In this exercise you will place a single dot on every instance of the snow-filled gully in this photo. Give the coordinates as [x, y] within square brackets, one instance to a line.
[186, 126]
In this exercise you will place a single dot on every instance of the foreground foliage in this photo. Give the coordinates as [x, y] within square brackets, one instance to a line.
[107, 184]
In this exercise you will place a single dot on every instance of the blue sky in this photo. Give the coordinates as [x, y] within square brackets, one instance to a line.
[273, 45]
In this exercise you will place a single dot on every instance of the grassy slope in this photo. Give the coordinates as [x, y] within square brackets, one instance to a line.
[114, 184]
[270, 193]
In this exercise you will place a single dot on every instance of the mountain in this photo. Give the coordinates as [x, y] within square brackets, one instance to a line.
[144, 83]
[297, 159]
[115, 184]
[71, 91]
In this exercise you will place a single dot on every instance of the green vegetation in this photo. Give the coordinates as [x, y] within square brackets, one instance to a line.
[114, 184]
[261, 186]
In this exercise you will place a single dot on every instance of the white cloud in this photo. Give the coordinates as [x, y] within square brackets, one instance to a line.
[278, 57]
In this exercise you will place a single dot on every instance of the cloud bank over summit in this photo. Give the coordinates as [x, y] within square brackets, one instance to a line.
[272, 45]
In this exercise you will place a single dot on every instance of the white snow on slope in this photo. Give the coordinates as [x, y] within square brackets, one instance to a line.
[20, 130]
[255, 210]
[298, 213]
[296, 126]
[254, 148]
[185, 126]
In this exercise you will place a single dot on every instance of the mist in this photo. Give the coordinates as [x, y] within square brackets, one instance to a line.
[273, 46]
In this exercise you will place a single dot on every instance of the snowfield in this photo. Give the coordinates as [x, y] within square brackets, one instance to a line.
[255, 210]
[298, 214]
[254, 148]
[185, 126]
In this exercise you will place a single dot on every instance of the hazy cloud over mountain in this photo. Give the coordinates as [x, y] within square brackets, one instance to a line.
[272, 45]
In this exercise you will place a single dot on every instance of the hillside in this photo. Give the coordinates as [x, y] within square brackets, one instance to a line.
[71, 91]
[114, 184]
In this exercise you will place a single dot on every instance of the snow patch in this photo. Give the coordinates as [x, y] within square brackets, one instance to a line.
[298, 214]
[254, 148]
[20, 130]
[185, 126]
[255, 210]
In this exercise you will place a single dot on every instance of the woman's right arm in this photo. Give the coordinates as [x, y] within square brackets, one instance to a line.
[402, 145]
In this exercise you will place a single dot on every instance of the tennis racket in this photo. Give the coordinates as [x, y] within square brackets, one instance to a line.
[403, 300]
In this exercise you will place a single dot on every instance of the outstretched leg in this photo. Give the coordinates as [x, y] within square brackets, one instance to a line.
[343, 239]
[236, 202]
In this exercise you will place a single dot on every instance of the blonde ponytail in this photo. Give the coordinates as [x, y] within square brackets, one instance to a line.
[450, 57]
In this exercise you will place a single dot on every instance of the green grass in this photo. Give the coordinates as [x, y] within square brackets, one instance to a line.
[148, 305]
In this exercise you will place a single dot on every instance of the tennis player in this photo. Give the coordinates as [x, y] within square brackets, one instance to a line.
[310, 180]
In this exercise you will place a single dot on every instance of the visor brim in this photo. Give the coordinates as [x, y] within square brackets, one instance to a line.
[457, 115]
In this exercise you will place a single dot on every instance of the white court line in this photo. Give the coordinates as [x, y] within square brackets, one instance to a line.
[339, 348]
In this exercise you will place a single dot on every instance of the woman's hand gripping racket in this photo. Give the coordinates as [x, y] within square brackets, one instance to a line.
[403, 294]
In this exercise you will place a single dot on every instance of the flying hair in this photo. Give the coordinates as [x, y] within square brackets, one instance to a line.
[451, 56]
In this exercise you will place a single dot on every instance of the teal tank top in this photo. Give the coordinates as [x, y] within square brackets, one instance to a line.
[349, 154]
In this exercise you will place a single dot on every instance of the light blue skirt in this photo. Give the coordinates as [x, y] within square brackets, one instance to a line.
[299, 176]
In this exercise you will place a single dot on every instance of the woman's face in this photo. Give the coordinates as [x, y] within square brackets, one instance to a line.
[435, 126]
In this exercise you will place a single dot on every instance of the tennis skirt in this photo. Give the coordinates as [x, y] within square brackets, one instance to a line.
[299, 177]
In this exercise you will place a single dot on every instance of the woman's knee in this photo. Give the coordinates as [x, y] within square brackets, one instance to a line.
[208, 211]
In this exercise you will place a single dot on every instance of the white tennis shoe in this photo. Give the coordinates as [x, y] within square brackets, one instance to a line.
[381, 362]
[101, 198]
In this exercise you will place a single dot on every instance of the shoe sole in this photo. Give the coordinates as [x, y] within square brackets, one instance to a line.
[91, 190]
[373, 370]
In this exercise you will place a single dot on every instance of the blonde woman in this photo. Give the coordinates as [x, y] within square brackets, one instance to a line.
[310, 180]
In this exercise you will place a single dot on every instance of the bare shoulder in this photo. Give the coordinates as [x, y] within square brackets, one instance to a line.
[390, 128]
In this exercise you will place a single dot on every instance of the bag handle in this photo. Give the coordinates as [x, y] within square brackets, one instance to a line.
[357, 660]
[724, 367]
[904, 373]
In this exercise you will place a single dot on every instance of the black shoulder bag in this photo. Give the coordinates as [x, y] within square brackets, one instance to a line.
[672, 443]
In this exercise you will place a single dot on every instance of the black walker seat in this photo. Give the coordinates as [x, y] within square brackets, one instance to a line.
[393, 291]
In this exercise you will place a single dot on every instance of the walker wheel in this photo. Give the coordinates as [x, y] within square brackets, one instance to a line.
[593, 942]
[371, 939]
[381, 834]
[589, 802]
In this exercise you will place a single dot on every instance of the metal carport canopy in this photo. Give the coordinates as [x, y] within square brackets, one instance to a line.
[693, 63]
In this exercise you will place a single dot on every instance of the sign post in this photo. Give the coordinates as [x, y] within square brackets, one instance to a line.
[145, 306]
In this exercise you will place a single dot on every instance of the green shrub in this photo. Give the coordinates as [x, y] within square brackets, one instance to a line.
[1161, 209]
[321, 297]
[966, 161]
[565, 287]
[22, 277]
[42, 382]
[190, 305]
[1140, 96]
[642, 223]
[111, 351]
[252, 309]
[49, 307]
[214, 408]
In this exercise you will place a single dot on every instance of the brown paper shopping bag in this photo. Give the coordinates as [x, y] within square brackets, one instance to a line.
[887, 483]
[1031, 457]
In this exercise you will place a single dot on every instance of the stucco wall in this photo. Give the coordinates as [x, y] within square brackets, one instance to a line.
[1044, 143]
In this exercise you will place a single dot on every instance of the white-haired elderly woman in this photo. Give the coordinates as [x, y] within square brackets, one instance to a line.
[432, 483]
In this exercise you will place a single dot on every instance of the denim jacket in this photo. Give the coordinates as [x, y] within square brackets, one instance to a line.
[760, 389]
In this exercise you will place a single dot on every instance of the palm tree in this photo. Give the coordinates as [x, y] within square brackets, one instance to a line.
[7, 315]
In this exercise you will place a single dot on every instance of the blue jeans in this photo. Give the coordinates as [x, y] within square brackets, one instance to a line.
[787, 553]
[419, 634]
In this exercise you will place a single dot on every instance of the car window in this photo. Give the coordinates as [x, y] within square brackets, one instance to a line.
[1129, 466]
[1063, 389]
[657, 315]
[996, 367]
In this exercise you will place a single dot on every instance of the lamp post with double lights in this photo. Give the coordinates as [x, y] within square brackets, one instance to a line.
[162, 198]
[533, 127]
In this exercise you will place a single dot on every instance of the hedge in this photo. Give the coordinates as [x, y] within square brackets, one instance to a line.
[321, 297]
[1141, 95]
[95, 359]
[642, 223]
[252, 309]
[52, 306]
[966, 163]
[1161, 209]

----

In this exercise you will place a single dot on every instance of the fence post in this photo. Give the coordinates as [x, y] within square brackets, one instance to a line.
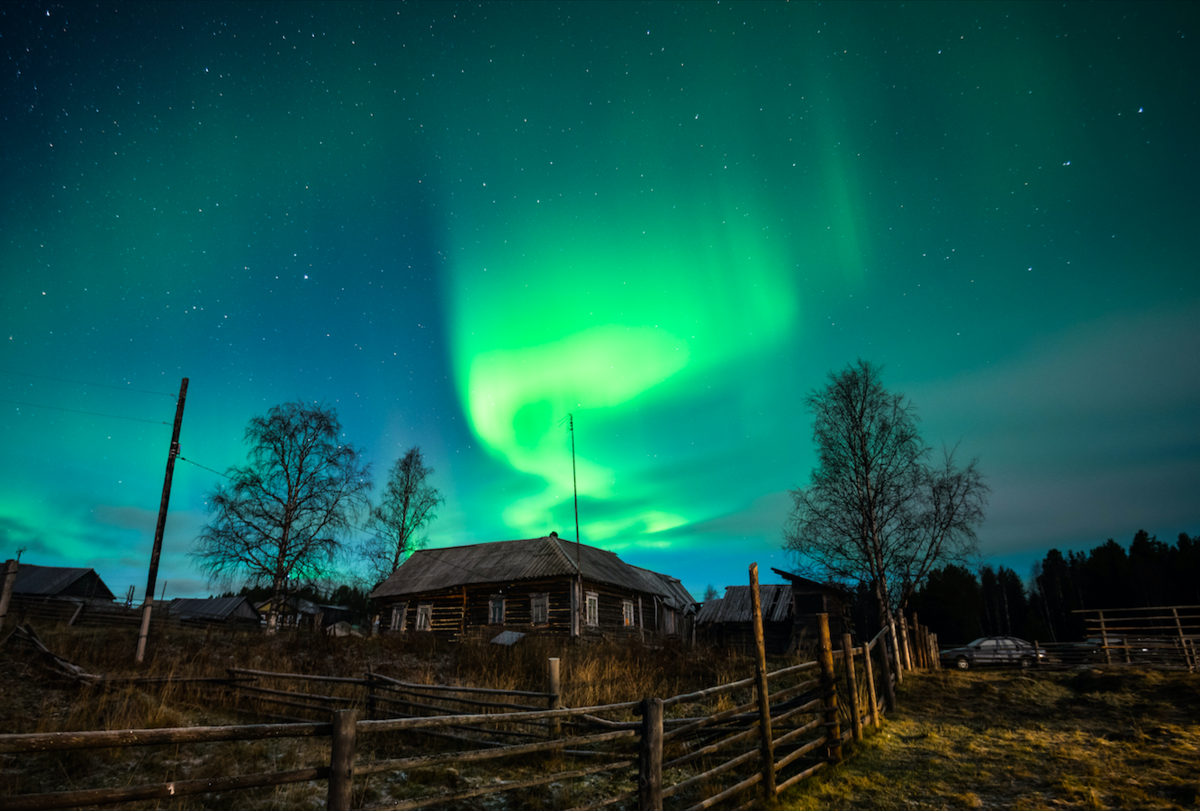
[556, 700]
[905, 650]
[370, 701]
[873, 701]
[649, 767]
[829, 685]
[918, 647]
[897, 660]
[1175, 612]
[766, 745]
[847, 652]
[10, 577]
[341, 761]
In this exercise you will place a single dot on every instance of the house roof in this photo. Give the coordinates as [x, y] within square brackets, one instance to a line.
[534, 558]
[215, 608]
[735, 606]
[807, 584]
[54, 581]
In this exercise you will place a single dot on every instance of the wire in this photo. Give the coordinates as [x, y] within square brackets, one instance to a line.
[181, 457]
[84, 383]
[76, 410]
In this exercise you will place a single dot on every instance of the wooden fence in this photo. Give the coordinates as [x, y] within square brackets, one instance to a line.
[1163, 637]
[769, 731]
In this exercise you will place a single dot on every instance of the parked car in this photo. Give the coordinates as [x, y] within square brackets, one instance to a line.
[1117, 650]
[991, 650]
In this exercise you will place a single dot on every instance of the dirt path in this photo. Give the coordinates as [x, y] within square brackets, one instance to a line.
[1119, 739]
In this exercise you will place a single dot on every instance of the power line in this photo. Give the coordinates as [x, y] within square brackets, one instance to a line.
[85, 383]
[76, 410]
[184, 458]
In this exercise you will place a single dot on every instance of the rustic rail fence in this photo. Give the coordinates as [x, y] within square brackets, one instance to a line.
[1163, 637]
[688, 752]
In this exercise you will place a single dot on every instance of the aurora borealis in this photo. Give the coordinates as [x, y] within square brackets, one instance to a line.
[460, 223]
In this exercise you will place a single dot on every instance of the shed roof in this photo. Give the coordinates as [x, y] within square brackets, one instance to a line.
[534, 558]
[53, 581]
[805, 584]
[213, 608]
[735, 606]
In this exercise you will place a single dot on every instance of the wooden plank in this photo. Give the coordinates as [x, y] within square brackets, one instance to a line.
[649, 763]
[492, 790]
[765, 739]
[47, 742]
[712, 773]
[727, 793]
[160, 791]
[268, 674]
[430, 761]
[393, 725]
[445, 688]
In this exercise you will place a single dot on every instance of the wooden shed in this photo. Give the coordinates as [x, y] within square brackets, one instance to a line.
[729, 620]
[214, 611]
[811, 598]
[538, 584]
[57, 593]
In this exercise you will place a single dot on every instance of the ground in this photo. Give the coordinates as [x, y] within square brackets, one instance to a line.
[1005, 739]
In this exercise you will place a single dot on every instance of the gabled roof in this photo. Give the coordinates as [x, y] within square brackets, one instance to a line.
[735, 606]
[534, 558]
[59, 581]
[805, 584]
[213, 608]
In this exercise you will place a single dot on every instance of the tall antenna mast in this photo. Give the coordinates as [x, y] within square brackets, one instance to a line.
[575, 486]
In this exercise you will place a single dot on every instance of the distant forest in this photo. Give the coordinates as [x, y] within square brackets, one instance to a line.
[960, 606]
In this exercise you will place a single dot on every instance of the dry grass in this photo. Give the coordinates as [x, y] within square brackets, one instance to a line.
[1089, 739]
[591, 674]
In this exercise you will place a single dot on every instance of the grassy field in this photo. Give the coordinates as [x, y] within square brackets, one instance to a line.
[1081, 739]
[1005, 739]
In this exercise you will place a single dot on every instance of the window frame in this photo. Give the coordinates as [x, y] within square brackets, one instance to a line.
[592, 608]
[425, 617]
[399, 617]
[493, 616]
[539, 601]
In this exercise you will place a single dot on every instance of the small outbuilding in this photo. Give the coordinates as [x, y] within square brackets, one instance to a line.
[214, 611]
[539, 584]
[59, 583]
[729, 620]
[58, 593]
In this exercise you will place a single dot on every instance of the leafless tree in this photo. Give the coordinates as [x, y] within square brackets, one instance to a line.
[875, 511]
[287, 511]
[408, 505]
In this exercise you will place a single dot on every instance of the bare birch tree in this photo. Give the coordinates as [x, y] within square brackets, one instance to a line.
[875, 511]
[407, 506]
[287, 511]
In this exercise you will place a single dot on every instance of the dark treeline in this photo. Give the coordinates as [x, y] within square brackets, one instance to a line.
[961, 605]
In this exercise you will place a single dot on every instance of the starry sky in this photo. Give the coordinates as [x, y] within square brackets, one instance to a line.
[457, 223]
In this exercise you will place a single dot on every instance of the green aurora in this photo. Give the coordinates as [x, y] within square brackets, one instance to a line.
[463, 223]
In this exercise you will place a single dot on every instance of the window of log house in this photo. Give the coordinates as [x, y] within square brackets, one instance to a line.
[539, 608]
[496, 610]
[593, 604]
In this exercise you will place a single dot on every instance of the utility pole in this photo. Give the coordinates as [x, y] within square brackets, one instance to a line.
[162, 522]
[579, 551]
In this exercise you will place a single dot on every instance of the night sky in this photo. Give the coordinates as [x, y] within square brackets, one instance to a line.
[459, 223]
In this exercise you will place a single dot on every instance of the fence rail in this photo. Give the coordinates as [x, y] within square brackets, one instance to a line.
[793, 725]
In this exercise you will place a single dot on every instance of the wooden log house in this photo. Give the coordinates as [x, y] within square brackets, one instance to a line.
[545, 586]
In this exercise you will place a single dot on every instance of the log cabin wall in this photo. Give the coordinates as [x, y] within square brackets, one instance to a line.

----

Exercise instructions: Report every line of the data above that contains the word "skirt", matching case exactly.

Finished exercise:
In this exercise you will place a single dot on every instance of the light blue skirt in this photo. Give the coordinates as [x, y] within square brackets, one instance to a line.
In this exercise you will place a single dot on every instance of the tennis skirt in this photo. Give the coordinates as [x, y] within square brackets, one instance to a line.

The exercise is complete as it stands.